::: Page excerpt

Internal, applies boundary conditions to the stiffness matrix and load vector for a static analysis.

#Input

• Kg assembled global stiffness matrix
• Fg assembled global load vector
• BC struct of boundary condition information
• u global displacement vector
• iterationType for nonlinear analysis, not used in BLAST
• numDofPerNode number of degrees of freedom per node

#Output

• Kg global stiffness matrix with boundary conditions
• Fg global load vector with boundary condition

applyBCModal(K,BC,numDofPerNode)

Internal, applies boundary conditions to a system matrix for modal analysis

Inputs

• K: assembled global system matrix
• BC: struct of boundary condition information
• numDofPerNode: number of degrees of freedom per node

Outputs:

• Knew global system matrix with boundary conditions

applyConcentratedTerms(numNodes, numDOFPerNode; filename="none",data=[1 "M6" 1 1 0.0], jointData=[])

Internal, applies 6x6 concentrated nodal terms from user input.

#Input

• filename: string containing nodal terms filename
• data: Nx5 or Nx4 array matching general [1 "M6" 1 1 0.0] or diagonal only [1 "M" 1 0.0] aligning with node, Type, dof, value, where type is M,C,K, or F

#Output

• nodalTerms::NodalTerms: see ?NodalTerms object containing concentrated nodal data

Internal, this function transforms a matrix by the transformation matrix to enforce joint constraints

Internal, this function transforms a vector by the transformation matrix to enforce joint constraints

assembly(Ke,Fe,conn,numNodesPerEl,numDOFPerNode,Kg,Fg)

Internal, assembles the element matrix and load vector into the global system of equations

#Input

• Ke: element matrix
• Fe: element vector
• conn: element connectivity
• numNodesPerEl: number of nodes per element
• numDofPerNode: number of degrees of freedom per node
• Kg: global system matrix
• Fg: global load vector

#Output

• Kg: global system matrix with assembled element
• Fg: global load vector with assembled element

assemblyMatrixOnly(Ke,conn,numNodesPerEl,numDOFPerNode,Kg)

::::::
::: Supplied material

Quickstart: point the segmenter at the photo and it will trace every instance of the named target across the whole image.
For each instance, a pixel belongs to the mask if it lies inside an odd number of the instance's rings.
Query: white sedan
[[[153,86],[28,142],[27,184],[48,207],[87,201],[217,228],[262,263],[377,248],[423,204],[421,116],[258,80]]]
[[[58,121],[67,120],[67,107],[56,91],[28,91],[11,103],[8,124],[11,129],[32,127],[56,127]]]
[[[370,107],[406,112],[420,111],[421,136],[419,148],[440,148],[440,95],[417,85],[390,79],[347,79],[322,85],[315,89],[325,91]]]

::::::
::: Supplied material

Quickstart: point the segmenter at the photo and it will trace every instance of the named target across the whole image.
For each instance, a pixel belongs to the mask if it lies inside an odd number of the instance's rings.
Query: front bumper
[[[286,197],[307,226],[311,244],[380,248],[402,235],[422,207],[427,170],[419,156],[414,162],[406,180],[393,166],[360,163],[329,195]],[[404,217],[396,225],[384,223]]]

::::::
::: Supplied material

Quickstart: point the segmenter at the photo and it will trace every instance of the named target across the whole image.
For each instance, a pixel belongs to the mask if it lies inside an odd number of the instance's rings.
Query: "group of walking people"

::::::

_Required tasks_:
[A] Name every function in the function reference whose full call signature, with parentheses, is shown.
[B] List every line of the rows that contains the string "Query".
The rows have nothing to do with the function reference.

_Task solutions_:
[A] applyBCModal, applyConcentratedTerms, assembly, assemblyMatrixOnly

[B]
Query: white sedan
Query: front bumper
Query: "group of walking people"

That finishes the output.